Restate the entries below exactly, and keep all images out of the answer.
◇ ◇ ◇ ◇ ◇
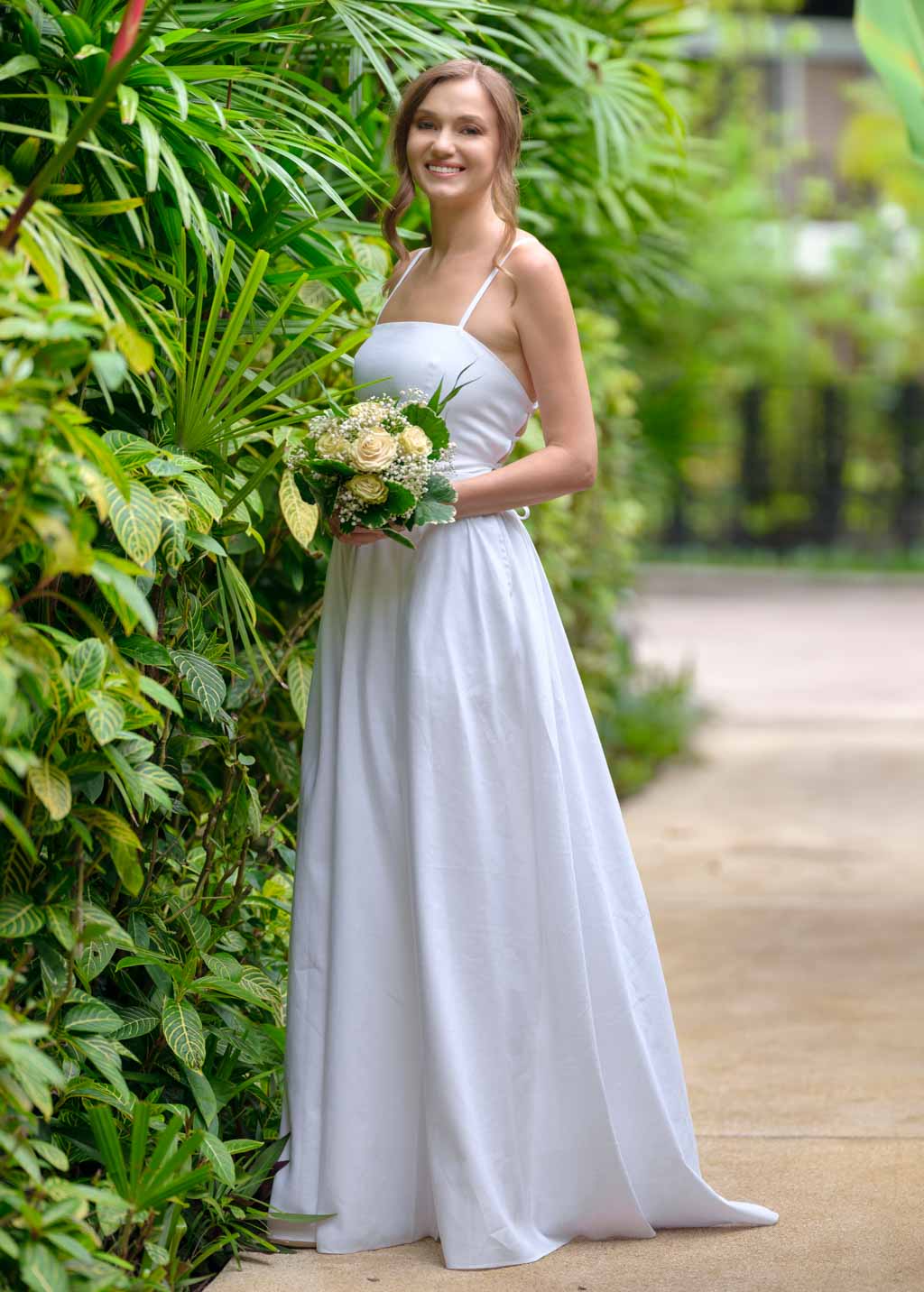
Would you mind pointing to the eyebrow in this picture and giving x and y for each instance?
(463, 116)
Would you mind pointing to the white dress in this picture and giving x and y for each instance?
(480, 1044)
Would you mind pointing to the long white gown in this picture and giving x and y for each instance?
(480, 1044)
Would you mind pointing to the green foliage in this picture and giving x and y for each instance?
(588, 546)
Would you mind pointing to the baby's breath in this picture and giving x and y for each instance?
(379, 413)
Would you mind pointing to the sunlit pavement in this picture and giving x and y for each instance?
(783, 869)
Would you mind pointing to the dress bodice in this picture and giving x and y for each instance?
(491, 409)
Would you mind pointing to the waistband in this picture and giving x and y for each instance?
(480, 469)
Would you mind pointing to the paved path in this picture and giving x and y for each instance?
(782, 863)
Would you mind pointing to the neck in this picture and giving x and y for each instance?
(462, 230)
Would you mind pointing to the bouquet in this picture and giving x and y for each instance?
(380, 463)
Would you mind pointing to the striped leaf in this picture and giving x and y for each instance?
(224, 965)
(60, 921)
(105, 716)
(125, 861)
(299, 678)
(300, 517)
(86, 664)
(52, 787)
(202, 678)
(20, 918)
(93, 1019)
(182, 1032)
(137, 522)
(204, 495)
(217, 1154)
(136, 1020)
(96, 957)
(41, 1270)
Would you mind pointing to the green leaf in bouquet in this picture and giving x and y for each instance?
(430, 422)
(437, 504)
(331, 466)
(439, 403)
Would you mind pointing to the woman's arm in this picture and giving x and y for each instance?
(548, 334)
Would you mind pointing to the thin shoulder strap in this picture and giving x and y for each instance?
(487, 283)
(415, 257)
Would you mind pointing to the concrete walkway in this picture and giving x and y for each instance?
(783, 870)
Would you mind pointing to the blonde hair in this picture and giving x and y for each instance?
(505, 189)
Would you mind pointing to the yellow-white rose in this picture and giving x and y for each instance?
(374, 450)
(332, 445)
(374, 407)
(367, 489)
(415, 441)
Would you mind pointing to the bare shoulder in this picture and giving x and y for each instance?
(541, 283)
(531, 259)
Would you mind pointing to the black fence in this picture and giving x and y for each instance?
(785, 466)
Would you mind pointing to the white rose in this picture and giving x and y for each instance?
(334, 445)
(374, 407)
(367, 489)
(374, 450)
(415, 441)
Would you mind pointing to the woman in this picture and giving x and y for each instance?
(480, 1041)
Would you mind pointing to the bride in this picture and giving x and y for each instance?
(480, 1044)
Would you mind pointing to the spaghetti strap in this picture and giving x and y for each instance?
(415, 257)
(487, 283)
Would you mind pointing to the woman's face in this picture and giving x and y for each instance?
(455, 127)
◇ ◇ ◇ ◇ ◇
◆ Response for this exercise ◆
Would you mind pointing to the eyebrow in this picture and giving x and y for each instance?
(463, 116)
Would you mind pointing to the white dress in this picture and giving x and y for each instance?
(480, 1044)
Would you mind pointing to the long white gown in this picture and giving x and y for each instance?
(480, 1044)
Would you mind pointing to the green foliage in this picture and giving x and y for each instance?
(588, 546)
Would you mind pointing to the baby's breath in this picture and giving x and y for each instance?
(379, 413)
Would you mind pointing to the sunlit pavement in this picture and giving x and y for each instance?
(783, 869)
Would you mind pointing to the dress bodice in this picture and giving x and y for each instance?
(491, 409)
Would you mind pointing to the waistband in this picture and giving x and y for each instance?
(480, 469)
Would you mind pointing to the paved path in this picture and giving x and y for each instance?
(782, 863)
Would you mind pointing to the neck in this picture and giving x and y for each instance?
(462, 230)
Would you mind pointing to the bouquet in this picture and giving x and y for each instance?
(380, 463)
Would you mind pointing to the striped leaf in this picture and giving x and y for each instance?
(224, 965)
(60, 921)
(105, 716)
(125, 861)
(299, 678)
(300, 517)
(86, 664)
(52, 787)
(202, 678)
(20, 918)
(93, 1019)
(182, 1032)
(137, 522)
(204, 495)
(217, 1154)
(136, 1020)
(96, 957)
(41, 1270)
Would you mind pointing to the green leaf in bouquet in this picture and giving x and y for each instance?
(430, 422)
(437, 504)
(331, 466)
(439, 403)
Would you mind pointing to the woman's arm in this picture and giving x and y for each instance?
(548, 334)
Would you mind pointing to the thin shoulder strap in this picture and giving x and y for each instance?
(487, 283)
(415, 257)
Would you mind pointing to the concrete walkway in this picture and giving x and y for each instance?
(783, 870)
Would you mind pointing to the blonde hair in this picture and giving x and y for each instance?
(505, 189)
Would you mind pointing to the yellow-white rose in this picture and giving x and y for each instance?
(374, 450)
(332, 445)
(374, 407)
(367, 489)
(415, 441)
Would you mind pointing to the bare shoulder in this picture and giving x and y for each instance?
(541, 283)
(531, 259)
Would you mind pointing to the black fence in this picture and giving x and y for each instance?
(785, 466)
Would you mind pointing to the white rose in this picture and giving x and y for each instance?
(334, 445)
(374, 407)
(367, 489)
(374, 450)
(415, 441)
Would you mind pointing to the woman in this picture and giving x and y for each instance?
(480, 1041)
Would you mind pointing to the bride in this picture and giving x and y for each instance?
(480, 1044)
Would you mind pointing to the spaghetti strap in this picture and giving x and y for each instance?
(415, 257)
(487, 283)
Would you mind pointing to the woman's face in this picture and giving x and y for each instance?
(455, 127)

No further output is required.